Exercise brief
Write the data out again so that it matches word for word.

Material for this exercise
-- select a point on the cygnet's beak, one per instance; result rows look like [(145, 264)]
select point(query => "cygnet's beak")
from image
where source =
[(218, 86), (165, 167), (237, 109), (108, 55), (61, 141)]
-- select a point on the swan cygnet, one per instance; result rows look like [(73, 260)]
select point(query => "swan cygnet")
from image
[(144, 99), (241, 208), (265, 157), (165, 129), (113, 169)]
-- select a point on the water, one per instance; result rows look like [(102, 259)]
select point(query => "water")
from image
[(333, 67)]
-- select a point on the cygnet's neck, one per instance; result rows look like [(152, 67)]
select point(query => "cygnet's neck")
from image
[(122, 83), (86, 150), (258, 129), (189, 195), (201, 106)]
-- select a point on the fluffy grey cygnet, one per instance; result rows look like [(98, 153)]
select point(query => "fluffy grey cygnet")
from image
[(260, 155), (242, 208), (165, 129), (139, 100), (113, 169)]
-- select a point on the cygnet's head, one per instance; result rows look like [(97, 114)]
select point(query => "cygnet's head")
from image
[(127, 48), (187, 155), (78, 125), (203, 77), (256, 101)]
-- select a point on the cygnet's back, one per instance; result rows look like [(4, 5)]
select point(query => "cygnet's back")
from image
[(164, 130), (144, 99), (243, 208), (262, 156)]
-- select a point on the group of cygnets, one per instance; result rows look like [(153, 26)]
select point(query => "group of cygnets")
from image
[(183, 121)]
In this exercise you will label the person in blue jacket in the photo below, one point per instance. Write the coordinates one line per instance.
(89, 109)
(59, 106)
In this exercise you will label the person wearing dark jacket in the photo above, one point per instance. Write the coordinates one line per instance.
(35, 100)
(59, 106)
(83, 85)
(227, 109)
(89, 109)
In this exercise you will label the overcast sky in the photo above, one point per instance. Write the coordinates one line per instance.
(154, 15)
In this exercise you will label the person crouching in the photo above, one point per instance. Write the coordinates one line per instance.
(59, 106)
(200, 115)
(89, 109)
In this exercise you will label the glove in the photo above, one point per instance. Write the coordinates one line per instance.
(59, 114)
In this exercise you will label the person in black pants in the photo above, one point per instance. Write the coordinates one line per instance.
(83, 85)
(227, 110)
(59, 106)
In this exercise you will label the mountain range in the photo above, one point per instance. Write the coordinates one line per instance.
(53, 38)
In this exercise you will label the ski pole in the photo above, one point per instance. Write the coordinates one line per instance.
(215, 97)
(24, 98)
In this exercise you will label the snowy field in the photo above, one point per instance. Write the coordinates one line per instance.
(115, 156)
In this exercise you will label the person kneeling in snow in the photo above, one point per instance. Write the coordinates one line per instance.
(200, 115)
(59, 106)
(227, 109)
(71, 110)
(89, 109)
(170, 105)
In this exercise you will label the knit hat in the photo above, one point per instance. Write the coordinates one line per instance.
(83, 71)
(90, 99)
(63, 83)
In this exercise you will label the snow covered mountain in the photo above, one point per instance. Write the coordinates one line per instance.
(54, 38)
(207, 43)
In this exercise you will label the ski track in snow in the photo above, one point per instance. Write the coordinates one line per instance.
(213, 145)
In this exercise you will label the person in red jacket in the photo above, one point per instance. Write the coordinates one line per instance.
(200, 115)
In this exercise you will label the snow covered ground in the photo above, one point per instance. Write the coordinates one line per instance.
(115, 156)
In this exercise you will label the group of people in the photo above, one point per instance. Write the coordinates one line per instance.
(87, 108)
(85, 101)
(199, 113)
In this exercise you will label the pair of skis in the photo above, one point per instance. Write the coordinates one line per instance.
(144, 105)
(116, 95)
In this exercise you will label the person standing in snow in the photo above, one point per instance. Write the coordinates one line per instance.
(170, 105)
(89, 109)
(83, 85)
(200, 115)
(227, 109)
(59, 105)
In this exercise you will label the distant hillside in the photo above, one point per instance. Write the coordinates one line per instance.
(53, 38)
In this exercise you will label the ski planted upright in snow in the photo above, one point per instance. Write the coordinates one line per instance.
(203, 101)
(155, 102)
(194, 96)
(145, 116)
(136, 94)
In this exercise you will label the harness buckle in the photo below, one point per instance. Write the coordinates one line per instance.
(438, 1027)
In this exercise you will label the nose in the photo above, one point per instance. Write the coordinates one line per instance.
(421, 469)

Exercise output
-- select a point on the cygnet's beak, one per instance; result rows look like [(145, 264)]
select point(query => "cygnet's beak")
from image
where source =
[(218, 86), (165, 167), (237, 109), (108, 55), (61, 141)]
-- select a point on the swan cygnet, one per instance; result rows look like [(73, 260)]
select point(query => "swan cygnet")
from image
[(144, 99), (241, 208), (265, 157), (165, 129), (113, 169)]
-- select a point on the water, one per instance; result rows look like [(102, 259)]
select point(query => "water")
from image
[(333, 67)]
-- select a point on the cygnet's neck, one per instance; result rows look like [(152, 67)]
select point(query => "cygnet's neck")
from image
[(122, 83), (86, 150), (258, 129), (189, 195), (201, 106)]
-- select a point on the fluffy grey cygnet, one per instance; result rows look like [(98, 153)]
select point(query => "fluffy grey cygnet")
from image
[(260, 155), (242, 208), (165, 129), (139, 100), (113, 169)]
-- select a point on the cygnet's head, one per instance; result rows look like [(97, 114)]
select point(query => "cygnet's head")
from image
[(127, 48), (187, 155), (78, 125), (203, 77), (256, 101)]
-- select a point on the cygnet's back, one per instance; result rows look like [(4, 5)]
select point(query => "cygnet's back")
from image
[(164, 130), (144, 99), (243, 208), (262, 156)]
-- select a point on the group of cygnets, one per instance; result rows look like [(153, 26)]
select point(query => "group of cygnets")
from image
[(183, 121)]
In this exercise you will label the person in blue jacket in the photo below, one point per instance. Write the coordinates one line per instance.
(89, 109)
(59, 106)
In this exercise you will label the person wearing dark jacket in the photo above, one point per instance. Write the coordinates one line per instance.
(35, 100)
(59, 106)
(83, 85)
(227, 109)
(89, 109)
In this exercise you will label the overcast sky in the photo above, one point per instance. Write the coordinates one line per instance.
(154, 15)
In this exercise you will label the person crouching in the photo above, one point per instance. Write the coordinates one line per instance.
(59, 106)
(200, 115)
(89, 109)
In this exercise you will label the glove in the photo above, one point per instance. Write the coordinates one line per instance.
(59, 114)
In this exercise you will label the person in black pants in the photo above, one point per instance. Write the coordinates one line per instance.
(83, 85)
(227, 110)
(59, 106)
In this exercise you will label the mountain range in the photo above, one point per instance. Write the coordinates one line per instance.
(53, 38)
In this exercise you will label the ski pole in the photo above, one point per instance. Write the coordinates one line per instance.
(215, 97)
(24, 98)
In this exercise you will label the snowy field in the photo above, one point per instance. Write the coordinates one line per instance.
(115, 156)
In this exercise you will label the person kneeling in snow in the photo above, one point per instance. Write the coordinates one line per instance.
(200, 115)
(59, 106)
(227, 109)
(71, 110)
(89, 109)
(170, 105)
In this exercise you will label the knit hat in the photo above, one point per instance. Write the coordinates one line per instance.
(83, 71)
(90, 99)
(63, 83)
In this exercise you will label the snow covered mountain in the photo above, one point per instance. Write the coordinates one line per instance.
(54, 38)
(207, 43)
In this exercise you will label the ski track in snow in the photo above, one point per instance. Write the coordinates one line per instance.
(213, 145)
In this exercise you will label the person in red jacket in the photo above, one point per instance. Write the coordinates one line per instance.
(200, 115)
In this exercise you will label the snow covered ground in the photo above, one point per instance. Write the coordinates one line per instance.
(115, 156)
In this exercise you will label the group of people in the photo above, one point per instance. Write the coordinates one line per instance.
(87, 108)
(85, 101)
(199, 113)
In this exercise you will label the pair of skis in the photo above, one point per instance. Write the coordinates one line per instance.
(144, 105)
(116, 95)
In this exercise you will label the person standing in snow in the photo above, one point per instance. Write the coordinates one line per instance.
(170, 105)
(89, 109)
(83, 85)
(200, 115)
(227, 109)
(59, 105)
In this exercise you will label the distant hillside in the photo above, one point per instance. Write the coordinates one line per instance.
(53, 38)
In this exercise you will label the ski planted upright in snow in the photo above, one point per instance. Write the coordinates one line per instance.
(203, 101)
(155, 102)
(194, 96)
(145, 116)
(136, 94)
In this exercise you will label the harness buckle in the photo below, one point per instance. Write the coordinates one line per instance.
(438, 1027)
In this exercise you will label the nose in the photo above, one point per instance. Write the coordinates one line per instance.
(421, 469)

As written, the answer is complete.